> **Exercise goal**: Copy the items from the line with "Put a point on every instance of the large" up to and including the line with "[(48, 79), (53, 62)]", leaving the requests unchanged. Shift every point coordinate in the answers by adding 150 to each x and y value.

+===+

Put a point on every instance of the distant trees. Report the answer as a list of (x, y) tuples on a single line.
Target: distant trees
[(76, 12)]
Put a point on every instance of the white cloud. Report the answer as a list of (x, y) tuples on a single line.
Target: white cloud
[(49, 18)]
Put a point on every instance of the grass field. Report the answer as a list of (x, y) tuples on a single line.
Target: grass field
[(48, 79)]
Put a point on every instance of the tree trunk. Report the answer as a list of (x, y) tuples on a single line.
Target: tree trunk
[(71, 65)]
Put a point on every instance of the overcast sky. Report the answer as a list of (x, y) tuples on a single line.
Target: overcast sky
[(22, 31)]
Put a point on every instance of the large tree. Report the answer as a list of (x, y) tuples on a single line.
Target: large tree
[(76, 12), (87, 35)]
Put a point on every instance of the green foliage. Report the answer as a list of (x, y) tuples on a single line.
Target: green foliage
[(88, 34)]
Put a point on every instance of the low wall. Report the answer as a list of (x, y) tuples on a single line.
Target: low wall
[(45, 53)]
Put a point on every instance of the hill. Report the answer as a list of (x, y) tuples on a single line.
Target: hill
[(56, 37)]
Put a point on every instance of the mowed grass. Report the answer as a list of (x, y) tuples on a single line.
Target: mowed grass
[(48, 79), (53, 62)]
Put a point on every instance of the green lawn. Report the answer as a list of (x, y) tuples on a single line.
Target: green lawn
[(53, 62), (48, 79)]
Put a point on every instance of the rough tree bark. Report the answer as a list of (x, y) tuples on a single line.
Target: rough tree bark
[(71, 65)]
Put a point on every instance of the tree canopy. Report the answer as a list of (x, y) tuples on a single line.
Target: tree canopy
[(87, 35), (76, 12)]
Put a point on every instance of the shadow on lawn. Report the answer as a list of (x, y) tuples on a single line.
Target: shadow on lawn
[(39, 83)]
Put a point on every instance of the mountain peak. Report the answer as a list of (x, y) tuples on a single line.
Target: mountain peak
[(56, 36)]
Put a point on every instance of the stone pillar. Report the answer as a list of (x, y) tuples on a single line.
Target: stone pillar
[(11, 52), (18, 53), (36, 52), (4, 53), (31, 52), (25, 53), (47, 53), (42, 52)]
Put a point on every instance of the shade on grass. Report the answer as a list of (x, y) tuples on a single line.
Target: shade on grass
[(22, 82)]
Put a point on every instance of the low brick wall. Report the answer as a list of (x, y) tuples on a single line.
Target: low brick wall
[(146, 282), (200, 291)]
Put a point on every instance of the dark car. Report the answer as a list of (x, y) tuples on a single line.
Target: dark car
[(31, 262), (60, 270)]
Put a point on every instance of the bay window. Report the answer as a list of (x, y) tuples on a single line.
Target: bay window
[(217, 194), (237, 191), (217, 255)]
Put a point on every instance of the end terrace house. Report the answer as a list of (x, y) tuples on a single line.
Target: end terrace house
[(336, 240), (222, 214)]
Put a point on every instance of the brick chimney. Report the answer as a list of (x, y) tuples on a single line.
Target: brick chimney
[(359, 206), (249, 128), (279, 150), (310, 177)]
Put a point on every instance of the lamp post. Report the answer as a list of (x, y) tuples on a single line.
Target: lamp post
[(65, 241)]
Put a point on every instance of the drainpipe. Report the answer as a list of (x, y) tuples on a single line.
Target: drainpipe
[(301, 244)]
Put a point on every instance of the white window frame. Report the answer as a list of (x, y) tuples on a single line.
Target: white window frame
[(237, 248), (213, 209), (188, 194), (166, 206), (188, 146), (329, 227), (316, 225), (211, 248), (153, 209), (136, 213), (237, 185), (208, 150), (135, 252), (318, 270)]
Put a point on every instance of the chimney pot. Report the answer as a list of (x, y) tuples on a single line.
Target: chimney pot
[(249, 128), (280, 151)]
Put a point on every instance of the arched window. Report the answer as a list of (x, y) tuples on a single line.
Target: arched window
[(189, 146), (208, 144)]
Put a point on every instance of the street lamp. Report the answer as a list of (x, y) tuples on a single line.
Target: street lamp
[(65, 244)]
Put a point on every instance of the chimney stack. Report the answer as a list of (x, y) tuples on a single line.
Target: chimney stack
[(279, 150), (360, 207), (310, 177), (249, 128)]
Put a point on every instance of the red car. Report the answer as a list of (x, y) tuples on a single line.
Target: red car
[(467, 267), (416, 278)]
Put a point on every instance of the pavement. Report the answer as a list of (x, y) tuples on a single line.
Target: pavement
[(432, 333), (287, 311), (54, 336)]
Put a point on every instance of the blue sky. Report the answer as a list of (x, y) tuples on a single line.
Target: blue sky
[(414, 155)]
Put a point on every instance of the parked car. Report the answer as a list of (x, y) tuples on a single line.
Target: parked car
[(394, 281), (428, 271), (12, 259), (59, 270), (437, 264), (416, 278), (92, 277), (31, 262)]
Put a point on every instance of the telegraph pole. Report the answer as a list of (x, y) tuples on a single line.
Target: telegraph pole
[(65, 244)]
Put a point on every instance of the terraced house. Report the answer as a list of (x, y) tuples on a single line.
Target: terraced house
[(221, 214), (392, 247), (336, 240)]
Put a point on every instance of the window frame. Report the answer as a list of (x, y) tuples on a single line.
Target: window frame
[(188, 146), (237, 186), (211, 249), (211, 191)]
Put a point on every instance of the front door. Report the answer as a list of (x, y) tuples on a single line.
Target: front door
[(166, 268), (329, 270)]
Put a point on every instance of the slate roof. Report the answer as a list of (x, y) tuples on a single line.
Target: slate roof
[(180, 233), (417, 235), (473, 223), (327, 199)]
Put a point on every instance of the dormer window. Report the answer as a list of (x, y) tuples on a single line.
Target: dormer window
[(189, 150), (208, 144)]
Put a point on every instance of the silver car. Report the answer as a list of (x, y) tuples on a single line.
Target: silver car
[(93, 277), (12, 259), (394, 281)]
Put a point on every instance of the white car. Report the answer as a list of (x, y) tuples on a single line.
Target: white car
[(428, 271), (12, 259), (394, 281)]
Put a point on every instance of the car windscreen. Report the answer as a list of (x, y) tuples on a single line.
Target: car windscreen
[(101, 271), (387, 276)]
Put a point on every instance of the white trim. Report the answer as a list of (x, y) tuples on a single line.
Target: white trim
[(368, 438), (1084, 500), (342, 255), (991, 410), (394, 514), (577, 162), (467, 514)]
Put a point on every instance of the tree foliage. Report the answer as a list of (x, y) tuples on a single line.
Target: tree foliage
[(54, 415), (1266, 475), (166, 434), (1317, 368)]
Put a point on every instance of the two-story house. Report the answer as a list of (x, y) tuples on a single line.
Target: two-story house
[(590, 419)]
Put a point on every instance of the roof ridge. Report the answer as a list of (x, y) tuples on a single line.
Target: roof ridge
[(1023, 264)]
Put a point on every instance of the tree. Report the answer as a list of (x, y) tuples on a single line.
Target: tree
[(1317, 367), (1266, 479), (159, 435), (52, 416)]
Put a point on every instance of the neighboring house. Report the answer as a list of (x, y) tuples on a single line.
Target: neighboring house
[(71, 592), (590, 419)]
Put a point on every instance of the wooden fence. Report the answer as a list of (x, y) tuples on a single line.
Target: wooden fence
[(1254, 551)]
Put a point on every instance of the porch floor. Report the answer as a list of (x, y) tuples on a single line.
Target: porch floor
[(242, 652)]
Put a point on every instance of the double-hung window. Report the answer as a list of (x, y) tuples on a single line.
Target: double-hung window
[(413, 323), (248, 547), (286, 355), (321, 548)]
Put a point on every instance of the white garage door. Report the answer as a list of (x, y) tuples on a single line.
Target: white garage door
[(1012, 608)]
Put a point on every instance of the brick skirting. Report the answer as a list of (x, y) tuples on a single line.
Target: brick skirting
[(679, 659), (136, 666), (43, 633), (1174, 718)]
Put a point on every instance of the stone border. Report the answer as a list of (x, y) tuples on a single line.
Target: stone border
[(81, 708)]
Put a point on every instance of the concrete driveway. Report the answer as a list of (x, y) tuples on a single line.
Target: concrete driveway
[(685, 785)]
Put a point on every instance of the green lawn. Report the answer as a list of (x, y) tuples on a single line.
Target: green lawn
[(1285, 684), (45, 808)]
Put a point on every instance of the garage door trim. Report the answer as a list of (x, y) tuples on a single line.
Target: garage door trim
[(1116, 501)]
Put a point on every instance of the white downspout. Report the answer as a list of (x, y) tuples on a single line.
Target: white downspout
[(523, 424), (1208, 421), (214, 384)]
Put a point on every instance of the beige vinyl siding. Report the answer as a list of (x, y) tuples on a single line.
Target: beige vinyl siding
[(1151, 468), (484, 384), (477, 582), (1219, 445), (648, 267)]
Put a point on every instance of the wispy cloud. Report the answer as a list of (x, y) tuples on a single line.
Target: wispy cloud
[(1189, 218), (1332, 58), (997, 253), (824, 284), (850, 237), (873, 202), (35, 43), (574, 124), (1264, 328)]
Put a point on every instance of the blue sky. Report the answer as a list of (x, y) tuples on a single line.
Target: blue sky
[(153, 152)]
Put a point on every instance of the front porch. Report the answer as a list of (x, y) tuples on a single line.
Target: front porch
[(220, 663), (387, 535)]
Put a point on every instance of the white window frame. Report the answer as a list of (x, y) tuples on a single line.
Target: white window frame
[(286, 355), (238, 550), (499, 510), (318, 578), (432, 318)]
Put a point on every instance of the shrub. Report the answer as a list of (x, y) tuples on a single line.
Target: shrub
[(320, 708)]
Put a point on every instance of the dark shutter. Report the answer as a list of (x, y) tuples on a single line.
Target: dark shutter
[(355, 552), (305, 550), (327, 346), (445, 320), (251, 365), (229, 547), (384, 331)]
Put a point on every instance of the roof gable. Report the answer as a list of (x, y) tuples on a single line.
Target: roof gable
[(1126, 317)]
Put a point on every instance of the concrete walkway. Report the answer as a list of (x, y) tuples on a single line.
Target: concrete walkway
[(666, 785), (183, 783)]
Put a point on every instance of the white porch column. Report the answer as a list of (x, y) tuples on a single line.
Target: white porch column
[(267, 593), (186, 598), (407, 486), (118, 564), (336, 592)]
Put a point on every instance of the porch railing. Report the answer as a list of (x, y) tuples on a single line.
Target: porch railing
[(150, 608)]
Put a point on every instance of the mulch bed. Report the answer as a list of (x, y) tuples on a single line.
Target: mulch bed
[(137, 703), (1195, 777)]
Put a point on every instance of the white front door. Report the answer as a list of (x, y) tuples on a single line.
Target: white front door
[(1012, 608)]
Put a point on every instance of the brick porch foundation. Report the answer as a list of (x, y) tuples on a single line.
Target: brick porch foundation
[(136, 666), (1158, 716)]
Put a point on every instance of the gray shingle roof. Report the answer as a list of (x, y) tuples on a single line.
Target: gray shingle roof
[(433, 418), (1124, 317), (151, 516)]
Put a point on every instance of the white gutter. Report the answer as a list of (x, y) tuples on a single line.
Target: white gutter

+===+

> **Response for this exercise**:
Put a point on every instance of the large tree. Report the answer as a list of (x, y) tuples on a single line.
Target: large tree
[(226, 162), (237, 185)]
Put a point on every instance of the green foliage. Report the answer as a list of (x, y) tuples on a single line.
Target: green foliage
[(238, 184)]
Put a point on every instance of the low wall. Report the answer as a list of (x, y) tuples on a single line.
Target: low wall
[(195, 203)]
Put a point on every instance of the hill. Report the answer as a list of (x, y) tuples on a single line.
Target: hill
[(206, 187)]
Put a point on every instance of the mowed grass. Report the answer as a list of (x, y) tuples on a single line.
Target: mowed grass
[(198, 229), (203, 212)]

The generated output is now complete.